§ YOUR OBJECTIVE: Nothing but the lines from the one containing "One marker per instance, written like [(497, 375)]." through the final line of the data should be repeated, and each must be exact.

═══ PROVIDED DATA ═══

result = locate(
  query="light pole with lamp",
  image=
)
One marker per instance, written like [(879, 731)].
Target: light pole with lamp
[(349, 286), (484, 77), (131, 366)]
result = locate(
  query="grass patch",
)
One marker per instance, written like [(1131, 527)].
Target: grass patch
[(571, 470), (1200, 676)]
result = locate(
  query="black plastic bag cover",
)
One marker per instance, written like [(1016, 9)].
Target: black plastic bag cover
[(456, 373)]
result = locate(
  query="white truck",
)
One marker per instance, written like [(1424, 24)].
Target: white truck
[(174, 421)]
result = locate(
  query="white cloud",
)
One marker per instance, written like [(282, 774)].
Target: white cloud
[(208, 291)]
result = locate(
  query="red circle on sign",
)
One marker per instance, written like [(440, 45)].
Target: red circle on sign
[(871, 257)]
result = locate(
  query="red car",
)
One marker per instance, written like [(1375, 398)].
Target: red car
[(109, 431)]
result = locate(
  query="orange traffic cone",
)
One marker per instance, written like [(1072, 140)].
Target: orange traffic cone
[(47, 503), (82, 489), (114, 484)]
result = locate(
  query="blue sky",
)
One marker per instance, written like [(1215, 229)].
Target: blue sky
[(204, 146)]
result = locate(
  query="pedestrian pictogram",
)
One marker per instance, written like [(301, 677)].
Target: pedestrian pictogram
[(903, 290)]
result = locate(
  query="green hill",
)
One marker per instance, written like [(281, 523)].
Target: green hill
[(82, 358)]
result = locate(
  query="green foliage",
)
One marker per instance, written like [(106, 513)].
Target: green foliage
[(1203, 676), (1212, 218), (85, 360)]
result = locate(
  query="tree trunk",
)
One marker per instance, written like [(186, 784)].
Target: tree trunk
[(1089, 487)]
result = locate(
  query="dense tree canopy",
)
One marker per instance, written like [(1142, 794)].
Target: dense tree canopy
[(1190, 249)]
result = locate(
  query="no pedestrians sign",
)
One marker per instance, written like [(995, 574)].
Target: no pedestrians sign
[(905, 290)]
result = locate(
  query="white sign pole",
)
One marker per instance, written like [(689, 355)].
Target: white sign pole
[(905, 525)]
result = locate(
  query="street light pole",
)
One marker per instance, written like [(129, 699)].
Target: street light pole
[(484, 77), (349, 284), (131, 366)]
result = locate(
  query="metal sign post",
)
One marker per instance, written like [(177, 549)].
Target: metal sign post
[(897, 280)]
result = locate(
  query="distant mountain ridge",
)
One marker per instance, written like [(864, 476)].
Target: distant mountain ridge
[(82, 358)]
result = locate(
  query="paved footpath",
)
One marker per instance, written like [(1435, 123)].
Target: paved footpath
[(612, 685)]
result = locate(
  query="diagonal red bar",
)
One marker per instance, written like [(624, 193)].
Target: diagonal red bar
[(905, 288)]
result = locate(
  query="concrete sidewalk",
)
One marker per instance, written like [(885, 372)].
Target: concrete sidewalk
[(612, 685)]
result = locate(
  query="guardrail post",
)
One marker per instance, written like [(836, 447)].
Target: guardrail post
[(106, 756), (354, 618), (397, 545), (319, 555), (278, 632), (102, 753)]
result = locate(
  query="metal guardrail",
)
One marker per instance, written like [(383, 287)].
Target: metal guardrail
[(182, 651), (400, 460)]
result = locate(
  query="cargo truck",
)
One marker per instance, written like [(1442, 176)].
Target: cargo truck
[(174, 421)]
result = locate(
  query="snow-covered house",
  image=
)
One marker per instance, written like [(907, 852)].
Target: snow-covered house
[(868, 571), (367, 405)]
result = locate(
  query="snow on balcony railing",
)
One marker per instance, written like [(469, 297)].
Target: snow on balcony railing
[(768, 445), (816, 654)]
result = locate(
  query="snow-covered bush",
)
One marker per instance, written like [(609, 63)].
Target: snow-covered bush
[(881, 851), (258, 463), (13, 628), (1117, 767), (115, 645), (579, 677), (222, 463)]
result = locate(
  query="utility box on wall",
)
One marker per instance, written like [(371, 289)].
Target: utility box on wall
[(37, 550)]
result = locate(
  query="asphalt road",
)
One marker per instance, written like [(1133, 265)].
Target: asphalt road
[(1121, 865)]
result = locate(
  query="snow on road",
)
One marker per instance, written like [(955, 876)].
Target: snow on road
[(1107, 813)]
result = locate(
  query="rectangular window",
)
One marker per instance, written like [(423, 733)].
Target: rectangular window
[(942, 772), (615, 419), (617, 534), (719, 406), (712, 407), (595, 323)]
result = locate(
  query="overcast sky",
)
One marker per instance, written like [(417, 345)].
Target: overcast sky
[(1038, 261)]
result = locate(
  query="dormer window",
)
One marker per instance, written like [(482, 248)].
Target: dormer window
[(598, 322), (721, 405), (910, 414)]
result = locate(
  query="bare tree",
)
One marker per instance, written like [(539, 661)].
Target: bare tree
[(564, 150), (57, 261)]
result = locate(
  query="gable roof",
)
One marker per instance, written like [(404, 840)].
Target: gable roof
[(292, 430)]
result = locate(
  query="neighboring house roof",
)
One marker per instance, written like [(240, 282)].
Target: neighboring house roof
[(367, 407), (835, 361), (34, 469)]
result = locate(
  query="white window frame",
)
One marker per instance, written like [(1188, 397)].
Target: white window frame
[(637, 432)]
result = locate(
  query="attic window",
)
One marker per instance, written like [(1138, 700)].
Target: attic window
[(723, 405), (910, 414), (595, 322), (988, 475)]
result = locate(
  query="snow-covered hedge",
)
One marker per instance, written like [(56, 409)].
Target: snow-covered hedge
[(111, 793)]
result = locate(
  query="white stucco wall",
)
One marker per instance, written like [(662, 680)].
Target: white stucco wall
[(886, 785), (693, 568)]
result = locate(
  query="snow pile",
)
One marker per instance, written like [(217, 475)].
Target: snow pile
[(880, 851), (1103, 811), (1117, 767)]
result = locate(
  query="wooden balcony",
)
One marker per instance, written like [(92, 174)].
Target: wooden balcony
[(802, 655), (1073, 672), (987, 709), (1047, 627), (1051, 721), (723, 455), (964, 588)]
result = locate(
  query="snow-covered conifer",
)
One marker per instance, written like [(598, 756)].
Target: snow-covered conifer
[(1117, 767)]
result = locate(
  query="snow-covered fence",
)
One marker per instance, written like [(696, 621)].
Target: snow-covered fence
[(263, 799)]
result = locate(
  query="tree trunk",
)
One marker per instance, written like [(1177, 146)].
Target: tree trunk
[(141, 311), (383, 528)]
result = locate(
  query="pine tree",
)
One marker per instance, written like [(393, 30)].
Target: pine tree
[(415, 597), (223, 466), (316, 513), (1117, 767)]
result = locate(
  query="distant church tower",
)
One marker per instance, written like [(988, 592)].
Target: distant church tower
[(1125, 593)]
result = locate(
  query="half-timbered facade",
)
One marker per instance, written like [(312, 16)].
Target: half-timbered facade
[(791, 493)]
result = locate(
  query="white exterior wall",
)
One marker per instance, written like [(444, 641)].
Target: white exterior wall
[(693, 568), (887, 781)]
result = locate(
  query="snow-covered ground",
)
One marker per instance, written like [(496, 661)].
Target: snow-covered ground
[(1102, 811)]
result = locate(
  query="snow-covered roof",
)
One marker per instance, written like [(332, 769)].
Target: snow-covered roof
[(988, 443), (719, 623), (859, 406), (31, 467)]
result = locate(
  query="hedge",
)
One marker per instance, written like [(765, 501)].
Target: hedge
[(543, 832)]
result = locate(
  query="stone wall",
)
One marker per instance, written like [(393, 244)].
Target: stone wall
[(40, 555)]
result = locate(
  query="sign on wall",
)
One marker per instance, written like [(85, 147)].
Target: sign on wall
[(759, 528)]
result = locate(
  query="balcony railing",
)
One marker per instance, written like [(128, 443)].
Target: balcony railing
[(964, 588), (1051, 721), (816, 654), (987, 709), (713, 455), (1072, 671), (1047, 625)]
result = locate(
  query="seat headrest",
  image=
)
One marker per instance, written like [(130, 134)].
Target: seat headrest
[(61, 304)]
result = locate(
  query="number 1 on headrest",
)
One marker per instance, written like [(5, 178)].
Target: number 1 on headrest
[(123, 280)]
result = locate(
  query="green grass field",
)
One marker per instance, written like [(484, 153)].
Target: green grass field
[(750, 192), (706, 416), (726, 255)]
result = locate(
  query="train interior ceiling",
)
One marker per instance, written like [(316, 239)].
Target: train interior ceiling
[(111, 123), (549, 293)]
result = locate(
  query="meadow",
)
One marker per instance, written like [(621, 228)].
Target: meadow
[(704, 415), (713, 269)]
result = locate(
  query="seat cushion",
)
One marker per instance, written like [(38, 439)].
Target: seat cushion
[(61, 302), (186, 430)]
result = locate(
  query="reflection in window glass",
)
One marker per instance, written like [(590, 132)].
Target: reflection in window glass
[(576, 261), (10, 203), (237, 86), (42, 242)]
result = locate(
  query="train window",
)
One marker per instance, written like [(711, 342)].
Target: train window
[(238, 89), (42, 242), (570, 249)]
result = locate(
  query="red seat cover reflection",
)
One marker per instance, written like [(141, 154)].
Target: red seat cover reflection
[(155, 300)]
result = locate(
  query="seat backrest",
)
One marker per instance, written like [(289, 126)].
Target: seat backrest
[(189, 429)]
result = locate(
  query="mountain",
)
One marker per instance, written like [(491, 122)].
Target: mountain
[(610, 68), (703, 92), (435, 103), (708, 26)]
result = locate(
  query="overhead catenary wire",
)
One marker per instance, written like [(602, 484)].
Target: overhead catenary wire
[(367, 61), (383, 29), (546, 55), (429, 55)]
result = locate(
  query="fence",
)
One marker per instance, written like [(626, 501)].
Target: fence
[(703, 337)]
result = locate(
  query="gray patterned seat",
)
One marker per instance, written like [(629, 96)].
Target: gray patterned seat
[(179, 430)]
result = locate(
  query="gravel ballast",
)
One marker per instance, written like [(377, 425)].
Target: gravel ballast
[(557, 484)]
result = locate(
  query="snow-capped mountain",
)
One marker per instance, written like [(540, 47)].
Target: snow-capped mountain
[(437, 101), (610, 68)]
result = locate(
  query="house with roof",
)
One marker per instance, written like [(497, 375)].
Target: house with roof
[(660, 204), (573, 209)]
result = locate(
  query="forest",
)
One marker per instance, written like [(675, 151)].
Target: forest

═══

§ RESPONSE BOX:
One marker per instance, written like [(497, 375)].
Target: house with roof
[(660, 204), (573, 209)]
result = locate(
  query="forest",
)
One marker per instance, written like [(675, 151)].
Target: forest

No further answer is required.